(EXERCISE):
Render every line of the data exactly as written, and leave out the pictures.

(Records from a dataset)
-- Opening Marker --
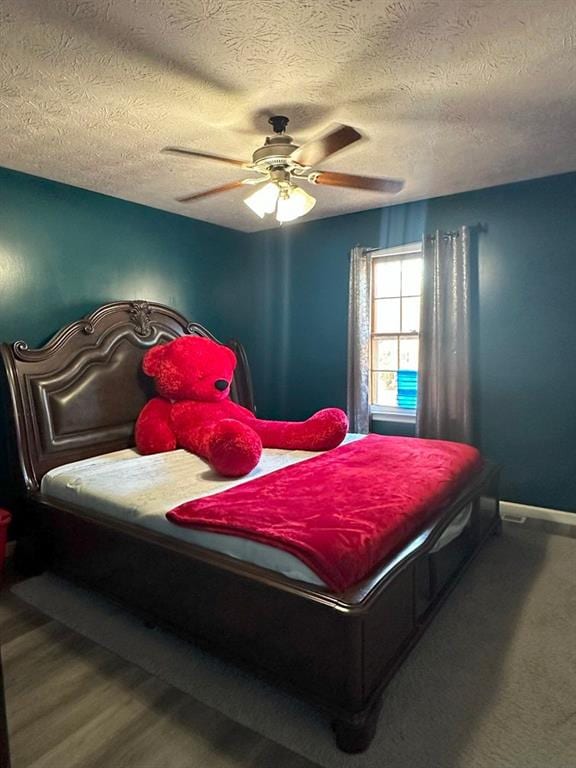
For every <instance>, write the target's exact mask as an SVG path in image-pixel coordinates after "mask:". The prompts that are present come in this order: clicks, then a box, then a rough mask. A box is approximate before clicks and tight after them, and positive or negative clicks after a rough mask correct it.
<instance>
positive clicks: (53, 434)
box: [1, 301, 254, 491]
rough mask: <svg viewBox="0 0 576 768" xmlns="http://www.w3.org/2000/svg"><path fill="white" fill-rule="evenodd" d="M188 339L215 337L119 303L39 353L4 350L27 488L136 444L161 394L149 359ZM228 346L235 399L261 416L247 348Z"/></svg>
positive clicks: (135, 303)
mask: <svg viewBox="0 0 576 768" xmlns="http://www.w3.org/2000/svg"><path fill="white" fill-rule="evenodd" d="M184 334H195V335H198V336H205V337H208V338H211V339H214V336H213V335H212V334H211V333H210V332H209V331H207V330H206V328H204V327H203V326H201V325H198V324H197V323H190V322H188V320H186V318H184V317H183V316H182V315H180V314H179V313H178V312H175V311H174V310H173V309H170V308H169V307H165V306H163V305H162V304H155V303H152V302H146V301H118V302H114V303H112V304H105V305H104V306H102V307H100V308H99V309H97V310H96V311H95V312H93V313H92V314H90V315H87V316H86V317H84V318H82V319H81V320H78V321H77V322H75V323H71V324H70V325H67V326H65V327H64V328H62V329H61V330H60V331H58V333H57V334H56V335H55V336H54V337H53V338H52V339H50V341H49V342H48V343H47V344H45V345H44V346H43V347H40V348H38V349H29V348H28V346H27V344H25V343H24V342H22V341H17V342H15V343H14V344H2V347H1V352H2V359H3V362H4V366H5V369H6V380H7V388H8V395H9V399H10V400H11V406H12V411H13V416H14V430H15V442H16V446H15V447H16V451H17V457H18V462H19V464H20V469H21V473H22V477H23V481H24V484H25V486H26V488H27V490H28V491H34V490H37V489H38V487H39V484H40V481H41V479H42V476H43V475H44V474H45V473H46V472H47V471H48V470H50V469H52V468H54V467H57V466H59V465H61V464H66V463H68V462H70V461H79V460H80V459H85V458H89V457H90V456H95V455H98V454H100V453H108V452H110V451H117V450H120V449H122V448H128V447H130V446H132V445H133V444H134V440H133V432H134V423H135V421H136V418H137V416H138V414H139V412H140V410H141V408H142V406H143V405H144V403H145V402H146V401H147V400H148V399H149V398H150V397H151V396H152V395H153V383H152V381H151V380H150V379H148V377H146V376H145V375H144V374H143V373H142V370H141V360H142V357H143V355H144V353H145V352H146V350H147V349H149V348H150V347H152V346H154V345H155V344H158V343H160V342H164V341H170V340H171V339H174V338H177V337H178V336H183V335H184ZM214 340H215V341H217V339H214ZM228 346H230V347H231V348H232V349H233V350H234V352H235V353H236V356H237V358H238V366H237V368H236V373H235V376H234V382H233V385H232V388H231V397H232V399H234V400H236V402H238V403H240V404H241V405H244V406H245V407H246V408H250V409H251V410H254V402H253V394H252V383H251V378H250V370H249V367H248V362H247V360H246V355H245V354H244V349H243V348H242V346H241V345H240V344H239V343H238V342H230V343H229V345H228Z"/></svg>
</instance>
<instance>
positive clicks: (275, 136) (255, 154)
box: [252, 134, 298, 168]
mask: <svg viewBox="0 0 576 768" xmlns="http://www.w3.org/2000/svg"><path fill="white" fill-rule="evenodd" d="M295 149H298V145H297V144H293V143H292V137H291V136H287V135H286V134H284V135H282V136H268V137H267V138H266V143H265V144H264V146H263V147H260V148H259V149H257V150H256V151H255V152H254V154H253V155H252V162H253V164H254V165H256V166H265V167H266V168H270V167H277V166H286V165H288V162H287V161H288V158H289V157H290V155H291V154H292V152H294V150H295Z"/></svg>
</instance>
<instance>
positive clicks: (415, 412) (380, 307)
mask: <svg viewBox="0 0 576 768" xmlns="http://www.w3.org/2000/svg"><path fill="white" fill-rule="evenodd" d="M371 268H372V276H371V278H372V279H371V283H372V288H371V290H372V295H371V302H370V305H371V319H370V411H371V414H372V416H373V417H374V418H376V419H387V420H396V421H414V419H415V414H416V394H417V386H418V348H419V342H420V293H421V282H422V245H421V243H413V244H411V245H406V246H400V247H397V248H389V249H386V250H381V251H374V253H373V254H372V260H371Z"/></svg>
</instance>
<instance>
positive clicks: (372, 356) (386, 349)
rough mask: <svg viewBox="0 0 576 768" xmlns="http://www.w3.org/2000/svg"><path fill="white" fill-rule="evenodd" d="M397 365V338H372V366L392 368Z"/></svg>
mask: <svg viewBox="0 0 576 768" xmlns="http://www.w3.org/2000/svg"><path fill="white" fill-rule="evenodd" d="M397 367H398V339H374V340H373V342H372V368H379V369H380V370H394V369H396V368H397Z"/></svg>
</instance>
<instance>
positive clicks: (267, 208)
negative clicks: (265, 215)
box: [244, 181, 280, 219]
mask: <svg viewBox="0 0 576 768" xmlns="http://www.w3.org/2000/svg"><path fill="white" fill-rule="evenodd" d="M279 194H280V190H279V189H278V185H277V184H274V183H272V182H271V181H270V182H268V184H264V186H263V187H260V189H257V190H256V192H253V193H252V194H251V195H250V196H249V197H247V198H246V199H245V200H244V202H245V203H246V205H247V206H248V208H251V209H252V210H253V211H254V213H255V214H256V215H257V216H260V218H261V219H263V218H264V216H265V215H266V214H267V213H274V211H275V210H276V202H277V201H278V195H279Z"/></svg>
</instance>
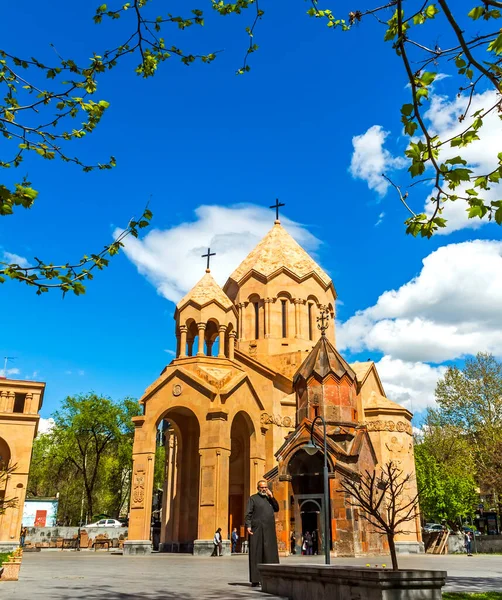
-- Closing Marker --
(OUTPUT):
For every <instance>, write the target's exact mask as an SVG path in image-pixel coordinates after "mask:". The prompts that are present come in this order: clicks, then a box, then a rough mask. A box is approximate before clicks and tight after them, and positive or negative clicks after a rough mask correct it.
<instance>
positive clicks: (53, 434)
box: [1, 301, 254, 491]
rough mask: <svg viewBox="0 0 576 768" xmlns="http://www.w3.org/2000/svg"><path fill="white" fill-rule="evenodd" d="M188 339L215 337L119 303L39 353L4 350L27 488L136 444L161 394L149 359ZM228 346L235 399L261 416L247 348Z"/></svg>
positive clicks: (135, 303)
mask: <svg viewBox="0 0 576 768" xmlns="http://www.w3.org/2000/svg"><path fill="white" fill-rule="evenodd" d="M184 334H195V335H198V336H205V337H208V338H211V339H214V336H213V335H212V334H211V333H210V332H209V331H207V330H206V328H204V327H203V326H201V325H198V324H197V323H190V322H188V320H186V318H184V317H183V316H182V315H180V314H179V313H178V312H175V311H174V310H173V309H170V308H169V307H165V306H163V305H162V304H155V303H152V302H146V301H118V302H114V303H112V304H105V305H104V306H102V307H100V308H99V309H97V310H96V311H95V312H93V313H92V314H90V315H87V316H86V317H84V318H82V319H81V320H78V321H77V322H75V323H71V324H70V325H67V326H65V327H64V328H62V329H61V330H60V331H58V333H57V334H56V335H55V336H54V337H53V338H52V339H50V341H49V342H48V343H47V344H45V345H44V346H43V347H40V348H38V349H29V348H28V346H27V344H25V343H24V342H22V341H17V342H15V343H14V344H2V347H1V352H2V359H3V362H4V366H5V369H6V380H7V388H8V395H9V399H10V400H11V406H12V411H13V416H14V430H15V442H16V446H15V447H16V451H17V457H18V462H19V464H20V469H21V473H22V477H23V481H24V484H25V486H26V488H27V490H28V491H34V490H37V489H38V487H39V484H40V481H41V479H42V476H43V475H44V474H45V473H46V472H47V471H48V470H50V469H52V468H54V467H57V466H59V465H61V464H66V463H68V462H70V461H79V460H80V459H85V458H89V457H90V456H95V455H98V454H100V453H108V452H110V451H117V450H120V449H122V448H128V447H130V446H132V445H133V444H134V440H133V432H134V423H135V421H136V418H137V416H138V414H139V412H140V410H141V408H142V406H143V405H144V403H145V402H146V401H147V400H148V399H149V398H150V397H151V396H152V395H153V383H152V381H151V380H150V379H148V377H146V376H145V375H144V374H143V373H142V370H141V360H142V357H143V355H144V353H145V352H146V350H147V349H149V348H150V347H152V346H154V345H155V344H158V343H160V342H164V341H170V340H171V339H174V338H177V337H178V336H183V335H184ZM214 340H215V341H217V339H214ZM228 346H230V347H231V348H232V349H233V350H234V352H235V353H236V356H237V358H238V366H237V368H236V373H235V376H234V382H233V385H232V388H231V397H232V399H234V400H236V402H238V403H240V404H241V405H244V406H245V407H246V408H250V409H251V410H254V402H253V394H252V383H251V378H250V370H249V367H248V362H247V360H246V355H245V354H244V349H243V348H242V346H241V345H240V344H239V343H238V342H230V343H229V345H228Z"/></svg>
</instance>
<instance>
positive clicks: (275, 136) (255, 154)
box: [252, 134, 298, 168]
mask: <svg viewBox="0 0 576 768" xmlns="http://www.w3.org/2000/svg"><path fill="white" fill-rule="evenodd" d="M295 149H298V145H297V144H293V143H292V137H291V136H287V135H286V134H284V135H282V136H268V137H267V138H266V143H265V144H264V146H263V147H260V148H259V149H257V150H256V151H255V152H254V154H253V155H252V162H253V164H254V165H256V166H265V167H266V168H270V167H277V166H286V165H288V162H287V161H288V158H289V157H290V155H291V154H292V152H294V150H295Z"/></svg>
</instance>
<instance>
positive clicks: (415, 412) (380, 307)
mask: <svg viewBox="0 0 576 768" xmlns="http://www.w3.org/2000/svg"><path fill="white" fill-rule="evenodd" d="M371 268H372V276H371V278H372V279H371V283H372V288H371V290H372V295H371V302H370V305H371V319H370V411H371V414H372V416H373V417H374V418H376V419H387V420H396V421H414V419H415V414H416V394H417V386H418V348H419V342H420V293H421V282H422V245H421V243H413V244H411V245H406V246H400V247H397V248H389V249H386V250H381V251H374V253H373V254H372V260H371Z"/></svg>
</instance>
<instance>
positive clicks: (372, 356) (386, 349)
rough mask: <svg viewBox="0 0 576 768" xmlns="http://www.w3.org/2000/svg"><path fill="white" fill-rule="evenodd" d="M397 365V338H372V366L392 368Z"/></svg>
mask: <svg viewBox="0 0 576 768" xmlns="http://www.w3.org/2000/svg"><path fill="white" fill-rule="evenodd" d="M397 367H398V339H374V340H373V342H372V368H379V369H380V370H394V369H396V368H397Z"/></svg>
</instance>
<instance>
positive clicks: (267, 208)
negative clicks: (265, 215)
box: [244, 181, 280, 219]
mask: <svg viewBox="0 0 576 768" xmlns="http://www.w3.org/2000/svg"><path fill="white" fill-rule="evenodd" d="M279 194H280V190H279V189H278V185H277V184H274V183H272V182H271V181H270V182H268V184H264V186H263V187H260V189H257V190H256V192H253V193H252V194H251V195H250V196H249V197H247V198H246V199H245V200H244V202H245V203H246V205H247V206H248V208H251V209H252V210H253V211H254V213H255V214H256V215H257V216H260V218H261V219H263V218H264V216H265V215H266V214H267V213H274V211H275V210H276V202H277V201H278V195H279Z"/></svg>
</instance>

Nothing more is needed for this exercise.